→ Instructions to follow
Return each line of the listing below that contains the string "gray", reproducing those lines without alteration.

Rows taken from a pointing dataset
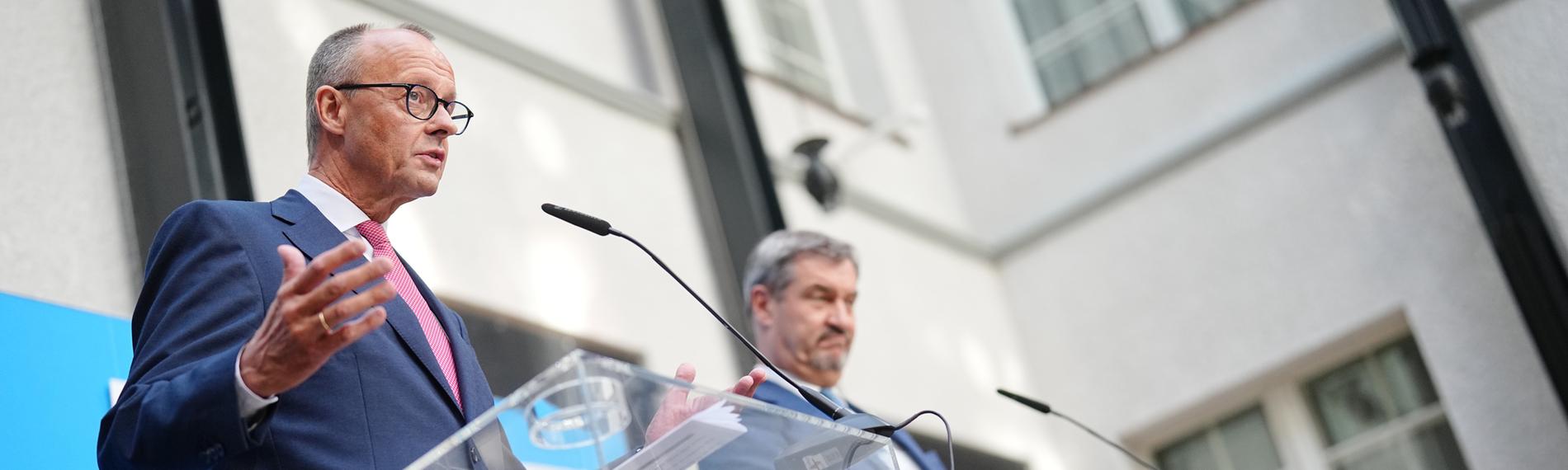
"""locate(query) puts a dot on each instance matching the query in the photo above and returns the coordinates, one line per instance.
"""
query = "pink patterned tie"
(405, 289)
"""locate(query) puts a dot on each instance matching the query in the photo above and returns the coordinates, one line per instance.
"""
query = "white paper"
(689, 442)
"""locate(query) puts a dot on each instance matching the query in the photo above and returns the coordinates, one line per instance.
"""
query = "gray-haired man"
(801, 287)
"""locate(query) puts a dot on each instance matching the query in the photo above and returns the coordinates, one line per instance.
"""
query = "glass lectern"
(596, 412)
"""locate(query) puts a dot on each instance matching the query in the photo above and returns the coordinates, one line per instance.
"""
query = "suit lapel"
(313, 234)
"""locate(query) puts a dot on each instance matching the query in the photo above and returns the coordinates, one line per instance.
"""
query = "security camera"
(820, 181)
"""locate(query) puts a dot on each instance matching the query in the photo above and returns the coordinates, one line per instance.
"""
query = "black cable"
(1108, 440)
(951, 461)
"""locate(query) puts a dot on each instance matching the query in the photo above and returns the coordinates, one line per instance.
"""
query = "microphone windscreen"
(576, 219)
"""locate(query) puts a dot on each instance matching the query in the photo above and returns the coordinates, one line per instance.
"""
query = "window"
(1074, 45)
(1240, 442)
(1203, 12)
(1078, 43)
(1380, 411)
(792, 46)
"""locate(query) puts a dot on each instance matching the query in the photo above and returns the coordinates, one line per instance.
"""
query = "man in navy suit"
(801, 290)
(289, 334)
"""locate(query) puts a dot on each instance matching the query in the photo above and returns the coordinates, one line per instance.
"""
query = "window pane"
(1437, 449)
(1202, 12)
(794, 47)
(1193, 454)
(1348, 402)
(1249, 444)
(1038, 17)
(1407, 376)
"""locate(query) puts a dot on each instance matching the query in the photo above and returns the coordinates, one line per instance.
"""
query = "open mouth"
(433, 157)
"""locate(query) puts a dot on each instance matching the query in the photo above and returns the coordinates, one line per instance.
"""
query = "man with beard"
(801, 290)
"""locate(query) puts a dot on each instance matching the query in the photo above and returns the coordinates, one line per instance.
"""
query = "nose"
(441, 125)
(843, 315)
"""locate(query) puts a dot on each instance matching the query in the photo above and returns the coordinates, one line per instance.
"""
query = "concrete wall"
(68, 235)
(1254, 204)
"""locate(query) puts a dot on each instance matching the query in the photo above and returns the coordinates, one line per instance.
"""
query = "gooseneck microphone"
(839, 414)
(1046, 409)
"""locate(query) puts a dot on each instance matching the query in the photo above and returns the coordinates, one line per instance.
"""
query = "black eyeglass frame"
(408, 101)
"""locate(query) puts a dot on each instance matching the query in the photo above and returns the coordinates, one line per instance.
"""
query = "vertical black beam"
(723, 149)
(174, 101)
(1515, 224)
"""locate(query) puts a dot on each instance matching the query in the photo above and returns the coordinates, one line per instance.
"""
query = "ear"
(331, 109)
(761, 306)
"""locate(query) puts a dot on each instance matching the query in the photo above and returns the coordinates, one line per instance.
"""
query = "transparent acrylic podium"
(596, 412)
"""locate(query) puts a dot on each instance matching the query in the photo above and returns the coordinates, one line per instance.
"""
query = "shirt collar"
(334, 205)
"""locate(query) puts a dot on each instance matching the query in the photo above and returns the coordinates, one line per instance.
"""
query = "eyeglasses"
(423, 102)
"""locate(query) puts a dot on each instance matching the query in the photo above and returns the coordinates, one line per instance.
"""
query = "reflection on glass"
(1076, 43)
(1348, 402)
(1407, 376)
(1191, 454)
(1203, 12)
(1240, 442)
(1249, 444)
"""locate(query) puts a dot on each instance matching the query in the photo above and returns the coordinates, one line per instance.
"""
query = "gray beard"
(829, 360)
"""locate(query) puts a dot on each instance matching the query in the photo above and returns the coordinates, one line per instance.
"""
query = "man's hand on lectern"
(678, 405)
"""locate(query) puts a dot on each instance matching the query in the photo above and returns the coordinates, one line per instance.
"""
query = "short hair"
(336, 63)
(772, 262)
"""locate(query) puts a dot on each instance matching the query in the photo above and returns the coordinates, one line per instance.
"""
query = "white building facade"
(1226, 234)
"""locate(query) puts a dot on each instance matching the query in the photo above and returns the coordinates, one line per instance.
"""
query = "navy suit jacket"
(210, 276)
(744, 452)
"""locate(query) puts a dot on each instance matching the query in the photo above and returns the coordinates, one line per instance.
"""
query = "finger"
(686, 374)
(338, 285)
(352, 331)
(742, 386)
(352, 306)
(325, 264)
(294, 261)
(758, 376)
(678, 395)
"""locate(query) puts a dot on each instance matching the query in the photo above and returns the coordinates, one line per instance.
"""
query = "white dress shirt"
(345, 217)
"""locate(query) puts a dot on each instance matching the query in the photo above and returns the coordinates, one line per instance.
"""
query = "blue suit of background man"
(210, 278)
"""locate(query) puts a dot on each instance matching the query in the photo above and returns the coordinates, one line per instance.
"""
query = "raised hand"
(306, 323)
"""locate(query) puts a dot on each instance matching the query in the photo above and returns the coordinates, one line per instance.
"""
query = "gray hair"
(336, 63)
(772, 264)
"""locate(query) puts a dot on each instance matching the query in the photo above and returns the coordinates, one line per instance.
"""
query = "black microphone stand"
(1046, 409)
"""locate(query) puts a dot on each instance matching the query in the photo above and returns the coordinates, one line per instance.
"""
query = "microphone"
(1046, 409)
(580, 219)
(839, 414)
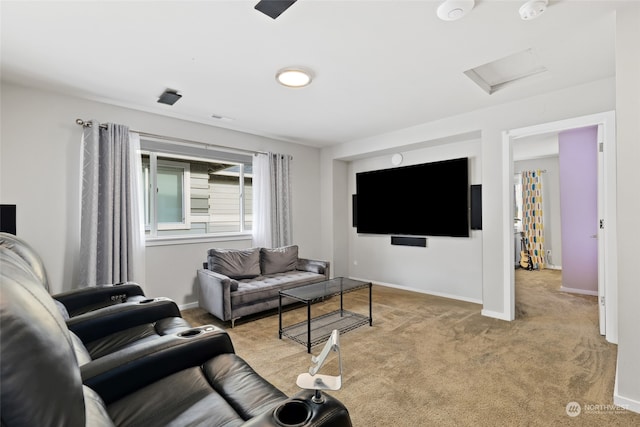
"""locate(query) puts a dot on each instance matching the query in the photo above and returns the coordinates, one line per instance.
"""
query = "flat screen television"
(428, 199)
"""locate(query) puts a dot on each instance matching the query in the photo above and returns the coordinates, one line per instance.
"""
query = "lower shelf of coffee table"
(322, 326)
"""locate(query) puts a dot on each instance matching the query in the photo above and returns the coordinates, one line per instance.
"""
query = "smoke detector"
(451, 10)
(532, 9)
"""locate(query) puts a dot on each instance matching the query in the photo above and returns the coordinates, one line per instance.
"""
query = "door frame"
(607, 250)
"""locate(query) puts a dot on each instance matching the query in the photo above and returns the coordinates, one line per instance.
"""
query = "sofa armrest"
(215, 293)
(76, 299)
(106, 321)
(330, 413)
(121, 373)
(315, 266)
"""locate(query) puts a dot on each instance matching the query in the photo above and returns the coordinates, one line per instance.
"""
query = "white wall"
(448, 266)
(39, 172)
(577, 101)
(628, 137)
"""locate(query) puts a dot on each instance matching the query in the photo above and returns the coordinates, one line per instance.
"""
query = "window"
(186, 195)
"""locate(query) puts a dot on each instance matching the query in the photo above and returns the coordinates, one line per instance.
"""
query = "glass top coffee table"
(317, 330)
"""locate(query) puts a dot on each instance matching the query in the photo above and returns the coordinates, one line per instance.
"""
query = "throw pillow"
(235, 263)
(278, 260)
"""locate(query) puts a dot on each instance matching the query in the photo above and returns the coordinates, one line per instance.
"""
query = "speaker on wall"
(476, 207)
(409, 241)
(354, 210)
(8, 219)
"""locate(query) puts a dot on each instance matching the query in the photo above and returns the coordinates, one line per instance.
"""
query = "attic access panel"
(516, 68)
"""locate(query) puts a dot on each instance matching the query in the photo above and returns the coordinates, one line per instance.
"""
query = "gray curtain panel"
(108, 230)
(281, 217)
(272, 220)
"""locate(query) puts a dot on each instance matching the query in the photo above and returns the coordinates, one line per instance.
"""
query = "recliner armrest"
(330, 413)
(76, 299)
(121, 373)
(106, 321)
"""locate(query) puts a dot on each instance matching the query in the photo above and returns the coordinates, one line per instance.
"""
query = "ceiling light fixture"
(451, 10)
(532, 9)
(294, 77)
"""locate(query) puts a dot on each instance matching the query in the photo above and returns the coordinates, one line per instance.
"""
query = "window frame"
(173, 158)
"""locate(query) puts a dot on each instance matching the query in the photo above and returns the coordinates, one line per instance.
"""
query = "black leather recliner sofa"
(78, 301)
(192, 378)
(101, 324)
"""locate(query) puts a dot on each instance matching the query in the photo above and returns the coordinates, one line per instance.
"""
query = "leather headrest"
(27, 253)
(41, 383)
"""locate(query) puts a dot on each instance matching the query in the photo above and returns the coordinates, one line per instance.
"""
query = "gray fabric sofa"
(238, 282)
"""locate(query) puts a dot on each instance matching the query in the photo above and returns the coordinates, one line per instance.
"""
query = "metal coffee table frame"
(317, 330)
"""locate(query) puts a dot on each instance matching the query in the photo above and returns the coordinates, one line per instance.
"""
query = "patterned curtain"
(532, 225)
(111, 231)
(272, 221)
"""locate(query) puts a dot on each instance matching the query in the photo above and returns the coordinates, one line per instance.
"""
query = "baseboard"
(421, 291)
(495, 314)
(623, 402)
(189, 305)
(578, 291)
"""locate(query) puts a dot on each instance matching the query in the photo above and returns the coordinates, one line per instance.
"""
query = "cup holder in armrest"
(292, 413)
(190, 333)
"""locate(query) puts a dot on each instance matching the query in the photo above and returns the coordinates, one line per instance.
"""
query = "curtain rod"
(171, 138)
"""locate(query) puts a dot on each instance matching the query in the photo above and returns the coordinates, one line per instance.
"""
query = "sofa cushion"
(235, 263)
(268, 287)
(278, 260)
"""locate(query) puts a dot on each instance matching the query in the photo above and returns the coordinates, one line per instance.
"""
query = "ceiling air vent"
(516, 68)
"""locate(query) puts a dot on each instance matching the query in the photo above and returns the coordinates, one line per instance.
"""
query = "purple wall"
(578, 159)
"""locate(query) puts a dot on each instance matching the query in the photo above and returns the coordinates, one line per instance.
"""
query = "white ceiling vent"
(516, 68)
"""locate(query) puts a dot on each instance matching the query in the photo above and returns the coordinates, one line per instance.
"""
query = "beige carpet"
(436, 361)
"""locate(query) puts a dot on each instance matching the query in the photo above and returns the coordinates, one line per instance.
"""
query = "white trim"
(624, 402)
(420, 291)
(578, 291)
(199, 238)
(495, 314)
(607, 120)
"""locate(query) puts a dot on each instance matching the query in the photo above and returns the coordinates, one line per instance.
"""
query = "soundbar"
(409, 241)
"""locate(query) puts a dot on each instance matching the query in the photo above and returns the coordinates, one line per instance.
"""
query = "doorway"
(607, 268)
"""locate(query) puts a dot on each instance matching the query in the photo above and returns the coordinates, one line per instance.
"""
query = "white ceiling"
(379, 65)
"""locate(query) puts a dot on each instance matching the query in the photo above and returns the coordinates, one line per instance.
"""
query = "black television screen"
(429, 199)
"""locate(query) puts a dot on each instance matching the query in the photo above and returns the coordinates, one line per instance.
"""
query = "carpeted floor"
(435, 361)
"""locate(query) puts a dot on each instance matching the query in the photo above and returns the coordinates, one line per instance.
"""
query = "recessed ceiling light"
(532, 9)
(294, 77)
(450, 10)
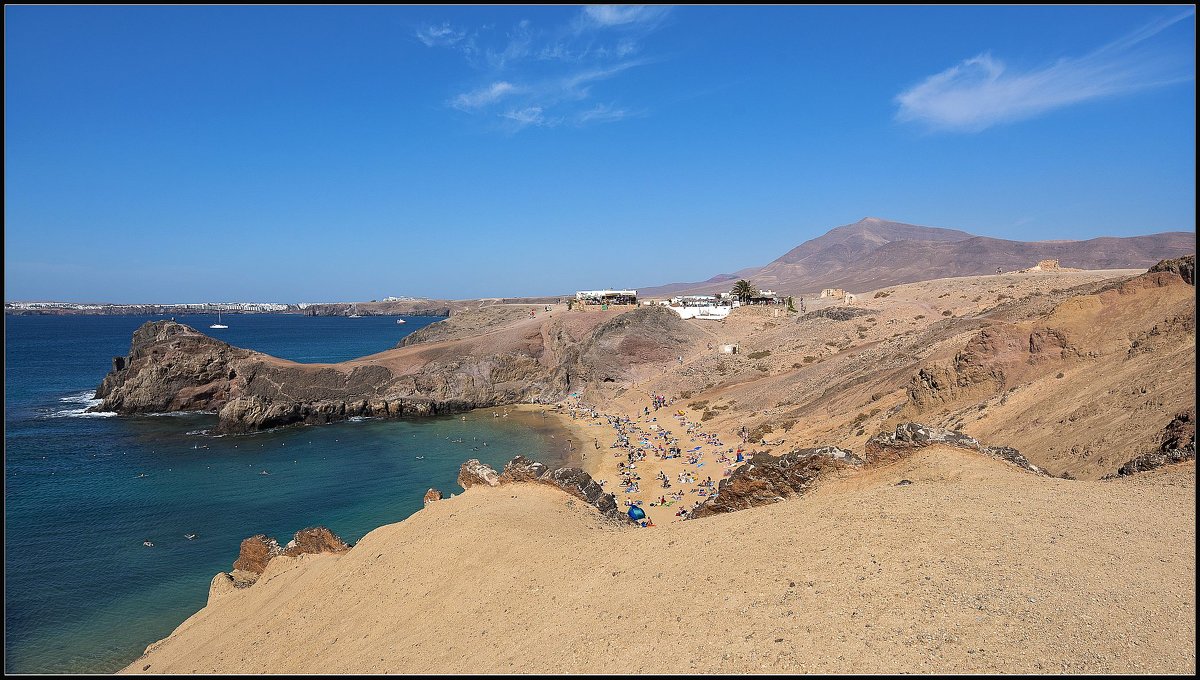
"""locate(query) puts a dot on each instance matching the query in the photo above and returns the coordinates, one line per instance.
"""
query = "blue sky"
(310, 154)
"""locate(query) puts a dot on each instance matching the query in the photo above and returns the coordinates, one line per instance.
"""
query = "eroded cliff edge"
(172, 367)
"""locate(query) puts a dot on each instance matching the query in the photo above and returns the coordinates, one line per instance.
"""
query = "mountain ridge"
(874, 253)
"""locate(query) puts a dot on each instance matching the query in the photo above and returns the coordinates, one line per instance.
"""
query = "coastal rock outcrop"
(523, 470)
(1185, 266)
(767, 479)
(172, 367)
(1177, 444)
(259, 549)
(891, 446)
(473, 473)
(315, 540)
(256, 552)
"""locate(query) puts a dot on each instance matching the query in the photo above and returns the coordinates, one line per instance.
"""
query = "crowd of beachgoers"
(679, 447)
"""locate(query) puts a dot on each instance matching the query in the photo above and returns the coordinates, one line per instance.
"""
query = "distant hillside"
(874, 253)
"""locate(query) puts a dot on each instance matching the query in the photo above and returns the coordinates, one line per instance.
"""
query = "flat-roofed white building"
(607, 296)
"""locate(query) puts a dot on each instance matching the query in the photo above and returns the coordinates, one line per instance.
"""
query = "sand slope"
(977, 566)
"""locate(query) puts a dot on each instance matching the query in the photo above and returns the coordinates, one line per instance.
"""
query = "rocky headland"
(870, 528)
(172, 367)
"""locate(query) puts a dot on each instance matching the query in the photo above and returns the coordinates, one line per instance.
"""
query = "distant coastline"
(406, 307)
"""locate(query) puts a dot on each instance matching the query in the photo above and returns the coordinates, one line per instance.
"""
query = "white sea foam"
(82, 413)
(87, 401)
(82, 398)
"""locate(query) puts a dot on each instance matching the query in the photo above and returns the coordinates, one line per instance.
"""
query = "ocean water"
(82, 593)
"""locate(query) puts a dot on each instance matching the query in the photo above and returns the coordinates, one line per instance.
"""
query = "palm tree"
(743, 290)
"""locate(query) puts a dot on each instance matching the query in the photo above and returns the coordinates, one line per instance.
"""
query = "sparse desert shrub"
(759, 432)
(834, 313)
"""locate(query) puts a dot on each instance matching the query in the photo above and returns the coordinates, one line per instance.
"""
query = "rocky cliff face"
(891, 446)
(766, 479)
(1177, 444)
(1185, 266)
(523, 470)
(258, 551)
(172, 367)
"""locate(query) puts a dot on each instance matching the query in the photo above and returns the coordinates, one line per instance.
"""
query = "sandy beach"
(975, 567)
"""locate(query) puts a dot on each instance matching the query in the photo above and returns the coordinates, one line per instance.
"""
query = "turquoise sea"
(82, 593)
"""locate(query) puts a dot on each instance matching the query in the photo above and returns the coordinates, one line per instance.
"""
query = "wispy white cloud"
(441, 36)
(544, 77)
(606, 16)
(483, 96)
(528, 115)
(603, 113)
(517, 48)
(982, 91)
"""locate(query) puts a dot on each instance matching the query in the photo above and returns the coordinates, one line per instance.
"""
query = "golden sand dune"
(976, 566)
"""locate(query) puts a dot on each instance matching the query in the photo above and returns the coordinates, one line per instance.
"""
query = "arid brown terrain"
(1029, 536)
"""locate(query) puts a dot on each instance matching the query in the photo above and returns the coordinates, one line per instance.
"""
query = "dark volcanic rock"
(767, 479)
(315, 540)
(1185, 266)
(173, 367)
(1179, 444)
(473, 473)
(891, 446)
(521, 469)
(257, 551)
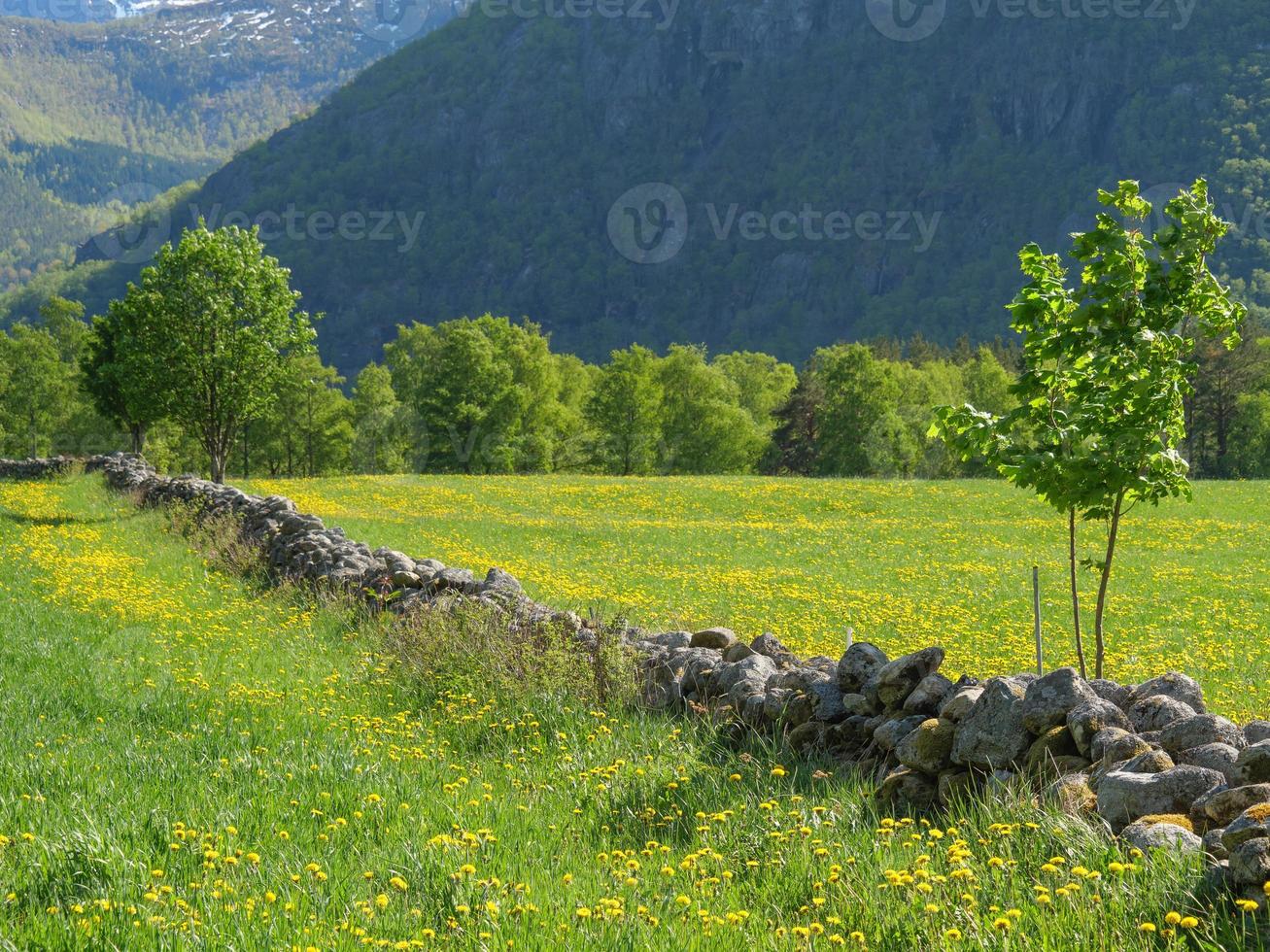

→ Solution below
query = "gray-haired man"
query = "gray beard"
query = "gray hair"
query = "gray curtain panel"
query = "gray fabric sofa"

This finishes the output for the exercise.